Problem to solve: Taking the line that contains "of the skull" as the starting point, give again exactly every line up to and including the last line of the records below.

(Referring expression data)

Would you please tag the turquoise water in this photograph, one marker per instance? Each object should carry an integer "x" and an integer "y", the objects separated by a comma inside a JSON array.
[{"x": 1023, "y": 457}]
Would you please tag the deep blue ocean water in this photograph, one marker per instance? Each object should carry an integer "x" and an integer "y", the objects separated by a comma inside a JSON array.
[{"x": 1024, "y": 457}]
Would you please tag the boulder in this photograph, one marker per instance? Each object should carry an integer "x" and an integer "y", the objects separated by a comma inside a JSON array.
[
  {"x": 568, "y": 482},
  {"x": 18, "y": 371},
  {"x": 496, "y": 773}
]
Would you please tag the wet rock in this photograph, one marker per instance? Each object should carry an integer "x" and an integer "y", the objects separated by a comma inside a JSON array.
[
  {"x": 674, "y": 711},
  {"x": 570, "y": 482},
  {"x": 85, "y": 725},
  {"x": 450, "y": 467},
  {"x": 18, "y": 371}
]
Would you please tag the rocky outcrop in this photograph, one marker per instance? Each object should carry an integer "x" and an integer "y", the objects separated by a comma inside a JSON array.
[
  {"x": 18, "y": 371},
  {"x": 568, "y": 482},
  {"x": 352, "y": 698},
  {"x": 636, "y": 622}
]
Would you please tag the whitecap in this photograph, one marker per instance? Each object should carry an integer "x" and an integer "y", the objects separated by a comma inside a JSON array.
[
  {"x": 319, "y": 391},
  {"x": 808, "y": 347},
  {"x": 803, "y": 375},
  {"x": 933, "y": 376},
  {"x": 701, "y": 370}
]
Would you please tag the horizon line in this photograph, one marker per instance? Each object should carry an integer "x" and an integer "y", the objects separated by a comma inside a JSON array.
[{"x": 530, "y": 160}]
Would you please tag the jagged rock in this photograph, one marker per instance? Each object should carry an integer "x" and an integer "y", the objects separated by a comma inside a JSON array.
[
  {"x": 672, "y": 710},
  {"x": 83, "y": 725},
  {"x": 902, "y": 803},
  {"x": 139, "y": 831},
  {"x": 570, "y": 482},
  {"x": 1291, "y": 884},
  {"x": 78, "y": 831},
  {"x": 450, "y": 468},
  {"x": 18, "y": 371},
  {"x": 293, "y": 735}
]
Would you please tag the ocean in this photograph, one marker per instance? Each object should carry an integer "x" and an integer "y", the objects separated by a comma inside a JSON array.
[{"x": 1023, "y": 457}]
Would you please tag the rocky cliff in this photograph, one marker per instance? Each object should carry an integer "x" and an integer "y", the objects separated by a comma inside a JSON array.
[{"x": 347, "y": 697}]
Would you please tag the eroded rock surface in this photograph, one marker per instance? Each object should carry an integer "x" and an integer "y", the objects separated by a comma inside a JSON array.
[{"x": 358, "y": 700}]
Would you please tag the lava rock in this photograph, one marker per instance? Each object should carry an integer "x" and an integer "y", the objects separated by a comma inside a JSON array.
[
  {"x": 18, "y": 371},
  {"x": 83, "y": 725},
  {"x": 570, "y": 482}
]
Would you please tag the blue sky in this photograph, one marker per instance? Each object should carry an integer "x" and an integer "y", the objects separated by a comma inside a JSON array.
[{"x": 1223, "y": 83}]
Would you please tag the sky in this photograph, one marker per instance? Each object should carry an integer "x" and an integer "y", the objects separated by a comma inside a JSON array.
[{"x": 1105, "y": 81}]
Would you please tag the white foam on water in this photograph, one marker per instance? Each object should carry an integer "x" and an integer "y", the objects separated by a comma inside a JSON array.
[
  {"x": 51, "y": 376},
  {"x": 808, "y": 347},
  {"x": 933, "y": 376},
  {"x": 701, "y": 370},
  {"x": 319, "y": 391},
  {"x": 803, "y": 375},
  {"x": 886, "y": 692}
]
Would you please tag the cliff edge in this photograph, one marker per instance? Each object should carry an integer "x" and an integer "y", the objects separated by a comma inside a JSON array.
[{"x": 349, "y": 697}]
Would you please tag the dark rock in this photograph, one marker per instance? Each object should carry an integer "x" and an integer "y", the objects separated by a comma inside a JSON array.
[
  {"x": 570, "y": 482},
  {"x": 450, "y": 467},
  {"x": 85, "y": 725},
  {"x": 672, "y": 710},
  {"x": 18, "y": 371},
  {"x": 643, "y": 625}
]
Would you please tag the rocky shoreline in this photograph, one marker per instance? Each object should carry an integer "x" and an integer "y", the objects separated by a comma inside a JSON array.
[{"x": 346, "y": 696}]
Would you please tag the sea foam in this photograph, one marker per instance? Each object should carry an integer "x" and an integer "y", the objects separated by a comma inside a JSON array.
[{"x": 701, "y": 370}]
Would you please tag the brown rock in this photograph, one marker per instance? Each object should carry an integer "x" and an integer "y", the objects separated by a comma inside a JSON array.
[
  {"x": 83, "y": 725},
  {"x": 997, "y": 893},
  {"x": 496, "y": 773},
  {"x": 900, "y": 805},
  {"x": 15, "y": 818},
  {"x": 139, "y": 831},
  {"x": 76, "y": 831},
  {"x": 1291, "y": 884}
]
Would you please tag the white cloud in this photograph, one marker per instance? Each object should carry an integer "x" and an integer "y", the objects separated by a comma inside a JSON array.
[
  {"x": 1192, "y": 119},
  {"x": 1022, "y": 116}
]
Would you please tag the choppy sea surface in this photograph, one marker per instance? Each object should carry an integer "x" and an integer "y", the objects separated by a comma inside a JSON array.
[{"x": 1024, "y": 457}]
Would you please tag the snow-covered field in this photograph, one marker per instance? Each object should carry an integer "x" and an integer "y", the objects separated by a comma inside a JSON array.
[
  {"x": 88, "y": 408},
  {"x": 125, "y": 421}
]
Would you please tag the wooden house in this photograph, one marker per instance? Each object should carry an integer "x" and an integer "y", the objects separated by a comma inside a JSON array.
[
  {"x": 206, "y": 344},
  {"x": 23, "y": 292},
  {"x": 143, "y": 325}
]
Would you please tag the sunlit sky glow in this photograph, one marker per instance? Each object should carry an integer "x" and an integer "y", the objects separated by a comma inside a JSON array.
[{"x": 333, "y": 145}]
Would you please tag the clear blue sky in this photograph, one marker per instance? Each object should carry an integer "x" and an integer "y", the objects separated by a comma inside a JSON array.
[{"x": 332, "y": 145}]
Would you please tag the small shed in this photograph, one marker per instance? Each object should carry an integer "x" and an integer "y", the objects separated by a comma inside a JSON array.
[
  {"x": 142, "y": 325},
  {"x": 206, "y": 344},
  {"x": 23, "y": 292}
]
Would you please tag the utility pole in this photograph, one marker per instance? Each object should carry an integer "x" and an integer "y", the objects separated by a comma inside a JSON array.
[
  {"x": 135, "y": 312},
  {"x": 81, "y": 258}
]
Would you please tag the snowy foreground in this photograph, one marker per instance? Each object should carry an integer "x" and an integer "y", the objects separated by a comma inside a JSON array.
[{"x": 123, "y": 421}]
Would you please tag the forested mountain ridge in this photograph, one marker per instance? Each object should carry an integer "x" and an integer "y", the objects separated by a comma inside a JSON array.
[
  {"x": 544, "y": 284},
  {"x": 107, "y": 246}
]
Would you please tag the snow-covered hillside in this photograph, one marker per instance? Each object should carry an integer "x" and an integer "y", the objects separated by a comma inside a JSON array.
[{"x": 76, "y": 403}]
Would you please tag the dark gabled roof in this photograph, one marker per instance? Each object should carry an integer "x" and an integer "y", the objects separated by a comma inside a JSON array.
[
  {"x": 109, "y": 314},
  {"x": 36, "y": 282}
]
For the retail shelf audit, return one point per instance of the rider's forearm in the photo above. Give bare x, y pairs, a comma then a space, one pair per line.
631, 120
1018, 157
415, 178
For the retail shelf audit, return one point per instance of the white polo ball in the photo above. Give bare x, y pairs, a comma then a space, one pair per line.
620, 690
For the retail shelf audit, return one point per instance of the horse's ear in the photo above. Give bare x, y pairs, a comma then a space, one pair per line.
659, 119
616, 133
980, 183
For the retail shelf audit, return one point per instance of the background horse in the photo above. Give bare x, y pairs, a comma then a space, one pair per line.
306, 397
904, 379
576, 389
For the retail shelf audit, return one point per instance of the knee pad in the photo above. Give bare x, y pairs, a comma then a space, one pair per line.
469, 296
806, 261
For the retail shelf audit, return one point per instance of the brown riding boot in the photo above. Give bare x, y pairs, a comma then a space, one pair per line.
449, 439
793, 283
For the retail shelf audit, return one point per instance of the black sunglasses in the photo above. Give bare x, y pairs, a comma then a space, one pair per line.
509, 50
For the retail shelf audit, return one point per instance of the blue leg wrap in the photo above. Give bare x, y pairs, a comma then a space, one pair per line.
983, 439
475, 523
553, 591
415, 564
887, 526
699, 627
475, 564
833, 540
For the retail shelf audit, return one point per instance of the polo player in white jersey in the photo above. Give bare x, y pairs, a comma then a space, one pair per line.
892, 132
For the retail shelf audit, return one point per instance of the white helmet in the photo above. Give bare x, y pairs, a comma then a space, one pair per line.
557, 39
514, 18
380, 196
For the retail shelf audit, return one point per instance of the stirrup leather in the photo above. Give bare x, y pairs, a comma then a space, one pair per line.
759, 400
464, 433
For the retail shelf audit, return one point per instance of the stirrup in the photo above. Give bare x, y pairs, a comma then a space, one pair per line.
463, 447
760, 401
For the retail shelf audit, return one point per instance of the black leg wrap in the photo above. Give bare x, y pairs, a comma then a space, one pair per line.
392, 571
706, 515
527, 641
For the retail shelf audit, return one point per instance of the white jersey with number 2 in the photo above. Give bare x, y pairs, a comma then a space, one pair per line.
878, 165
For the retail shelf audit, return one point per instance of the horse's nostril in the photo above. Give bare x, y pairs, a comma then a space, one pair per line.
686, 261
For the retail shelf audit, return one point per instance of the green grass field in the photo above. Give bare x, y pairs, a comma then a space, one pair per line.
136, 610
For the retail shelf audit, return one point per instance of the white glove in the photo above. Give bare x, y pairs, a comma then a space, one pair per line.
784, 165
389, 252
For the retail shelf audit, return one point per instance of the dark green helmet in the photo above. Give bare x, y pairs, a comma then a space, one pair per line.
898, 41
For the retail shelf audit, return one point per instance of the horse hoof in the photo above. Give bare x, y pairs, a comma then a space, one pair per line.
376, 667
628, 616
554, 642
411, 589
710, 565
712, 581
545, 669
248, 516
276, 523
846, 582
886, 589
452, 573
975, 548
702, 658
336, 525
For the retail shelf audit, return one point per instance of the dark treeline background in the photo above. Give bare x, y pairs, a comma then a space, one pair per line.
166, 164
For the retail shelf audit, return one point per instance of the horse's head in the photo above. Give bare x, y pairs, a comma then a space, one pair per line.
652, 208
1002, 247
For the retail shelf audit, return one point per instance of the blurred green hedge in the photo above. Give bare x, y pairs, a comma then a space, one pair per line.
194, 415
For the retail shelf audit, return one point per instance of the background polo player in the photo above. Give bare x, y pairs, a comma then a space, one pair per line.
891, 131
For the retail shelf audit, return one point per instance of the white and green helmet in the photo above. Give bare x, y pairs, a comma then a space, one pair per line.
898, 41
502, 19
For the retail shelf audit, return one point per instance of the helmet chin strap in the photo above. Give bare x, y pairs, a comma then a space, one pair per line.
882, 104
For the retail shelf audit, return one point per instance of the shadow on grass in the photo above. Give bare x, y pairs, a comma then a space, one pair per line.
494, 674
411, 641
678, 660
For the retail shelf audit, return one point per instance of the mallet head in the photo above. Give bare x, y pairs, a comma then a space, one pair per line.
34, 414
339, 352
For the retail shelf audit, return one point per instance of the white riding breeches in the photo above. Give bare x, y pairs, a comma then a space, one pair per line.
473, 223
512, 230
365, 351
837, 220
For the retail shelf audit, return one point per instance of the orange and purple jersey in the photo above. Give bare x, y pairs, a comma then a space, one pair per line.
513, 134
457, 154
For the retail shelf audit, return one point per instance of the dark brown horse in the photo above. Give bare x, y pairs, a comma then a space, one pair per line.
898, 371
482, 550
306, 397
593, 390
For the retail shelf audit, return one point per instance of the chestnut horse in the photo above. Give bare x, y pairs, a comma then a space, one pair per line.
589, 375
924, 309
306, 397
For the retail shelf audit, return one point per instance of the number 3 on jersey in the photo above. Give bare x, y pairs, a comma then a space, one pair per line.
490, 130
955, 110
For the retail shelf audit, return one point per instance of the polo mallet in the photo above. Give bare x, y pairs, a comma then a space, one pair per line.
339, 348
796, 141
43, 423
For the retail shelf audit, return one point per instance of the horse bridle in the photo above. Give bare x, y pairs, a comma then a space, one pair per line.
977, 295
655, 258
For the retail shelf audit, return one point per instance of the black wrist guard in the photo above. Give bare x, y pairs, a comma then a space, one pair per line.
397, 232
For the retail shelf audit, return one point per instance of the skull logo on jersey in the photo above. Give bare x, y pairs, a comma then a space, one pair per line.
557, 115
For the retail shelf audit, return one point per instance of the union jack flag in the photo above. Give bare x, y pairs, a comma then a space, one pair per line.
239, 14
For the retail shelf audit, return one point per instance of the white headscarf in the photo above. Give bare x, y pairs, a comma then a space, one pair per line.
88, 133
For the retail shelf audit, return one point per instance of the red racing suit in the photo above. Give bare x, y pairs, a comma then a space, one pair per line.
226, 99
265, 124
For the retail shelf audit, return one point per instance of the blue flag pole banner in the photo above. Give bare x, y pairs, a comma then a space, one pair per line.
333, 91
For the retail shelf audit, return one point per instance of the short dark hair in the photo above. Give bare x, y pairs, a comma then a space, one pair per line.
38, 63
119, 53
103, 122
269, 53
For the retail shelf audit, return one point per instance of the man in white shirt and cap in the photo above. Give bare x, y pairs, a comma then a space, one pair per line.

Exercise answer:
For the retail shelf audit, return one point per instance of the skull logo on jersey in the photo above. Give bare x, y pairs, a comma then a space, one pair per line.
557, 115
For the retail shelf audit, return one point per instance of the union jack flag in the photo above. Give bare x, y pairs, a comma then a space, one pair per line.
239, 14
For the retail shelf audit, return one point per instance of the white headscarf in the photo above. Give bare x, y pairs, a comma then a space, one pair per line.
88, 133
For the retail shelf audit, return one point per instance of the red racing suit in the photo above. Give bare x, y pairs, a comma then a space, one pair per line.
226, 99
265, 124
For the retail shelf audit, return one point per instance of the blue flag pole banner in the photo above. Give bare x, y pairs, a comma then a space, one pair per line.
333, 91
For the retail shelf audit, return one point per instance of the short dark hair in the photo above. Give bare x, y pairs, a comma then a space, one pair per line.
38, 63
119, 53
103, 122
269, 53
For the retail shelf audit, return one point per instance of the man in white shirt and cap in the photo above. Give bare x, y pairs, a comma then a space, one pair per line.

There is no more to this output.